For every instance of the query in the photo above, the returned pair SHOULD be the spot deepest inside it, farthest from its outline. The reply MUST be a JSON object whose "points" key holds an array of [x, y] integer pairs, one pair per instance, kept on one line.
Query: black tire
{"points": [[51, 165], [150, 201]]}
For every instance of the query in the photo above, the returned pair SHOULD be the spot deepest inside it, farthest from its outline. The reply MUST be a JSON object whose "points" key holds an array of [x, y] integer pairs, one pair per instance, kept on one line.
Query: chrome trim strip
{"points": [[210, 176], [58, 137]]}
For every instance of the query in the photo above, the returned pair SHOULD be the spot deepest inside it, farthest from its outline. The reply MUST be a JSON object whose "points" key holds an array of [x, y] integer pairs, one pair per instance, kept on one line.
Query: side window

####

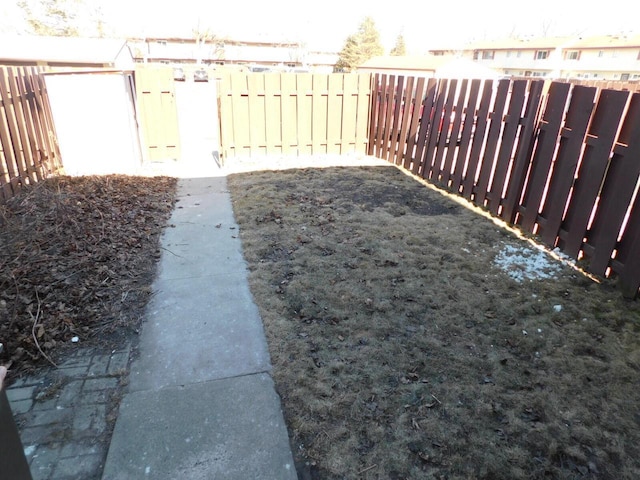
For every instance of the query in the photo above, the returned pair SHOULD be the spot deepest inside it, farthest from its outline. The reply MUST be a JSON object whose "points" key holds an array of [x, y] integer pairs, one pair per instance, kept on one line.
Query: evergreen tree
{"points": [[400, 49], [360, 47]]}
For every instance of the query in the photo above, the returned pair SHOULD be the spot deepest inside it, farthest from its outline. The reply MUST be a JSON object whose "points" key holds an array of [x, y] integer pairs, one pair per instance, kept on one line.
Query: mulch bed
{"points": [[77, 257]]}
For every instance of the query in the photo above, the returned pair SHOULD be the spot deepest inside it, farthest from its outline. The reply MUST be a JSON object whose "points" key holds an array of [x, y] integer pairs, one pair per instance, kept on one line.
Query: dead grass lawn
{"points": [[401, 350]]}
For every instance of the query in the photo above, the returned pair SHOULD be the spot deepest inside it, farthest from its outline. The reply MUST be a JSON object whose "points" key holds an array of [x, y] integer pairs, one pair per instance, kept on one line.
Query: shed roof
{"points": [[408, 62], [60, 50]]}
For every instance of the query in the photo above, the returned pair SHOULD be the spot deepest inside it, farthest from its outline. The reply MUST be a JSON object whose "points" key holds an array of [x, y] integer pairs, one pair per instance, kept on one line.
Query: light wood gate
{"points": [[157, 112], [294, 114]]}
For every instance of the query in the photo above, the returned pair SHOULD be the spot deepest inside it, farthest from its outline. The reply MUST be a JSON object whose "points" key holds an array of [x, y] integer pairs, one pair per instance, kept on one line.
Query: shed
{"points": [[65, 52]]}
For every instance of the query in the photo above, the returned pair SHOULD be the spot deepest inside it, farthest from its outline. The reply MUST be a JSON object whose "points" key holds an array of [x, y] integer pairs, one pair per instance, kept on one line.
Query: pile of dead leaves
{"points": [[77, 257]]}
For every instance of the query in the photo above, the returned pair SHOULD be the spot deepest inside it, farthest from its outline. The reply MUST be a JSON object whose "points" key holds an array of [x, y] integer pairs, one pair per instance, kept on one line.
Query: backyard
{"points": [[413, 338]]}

####

* Task objective: Only the lines above starting with the one with "Query: chrome trim strip" and going through the one with "Query: side window" are to be copied, word for word and with both ends kept.

* Final answer:
Query: chrome trim strip
{"points": [[210, 176], [58, 137]]}
For every instance of the query in the photo above, the returned pair SHOULD be the spot deepest inside it, farthest from its outline. The reply MUST be a JSON object whose "points" key holds an array of [x, y] integer pairs, one pair per instance, kept on one line.
Query: side window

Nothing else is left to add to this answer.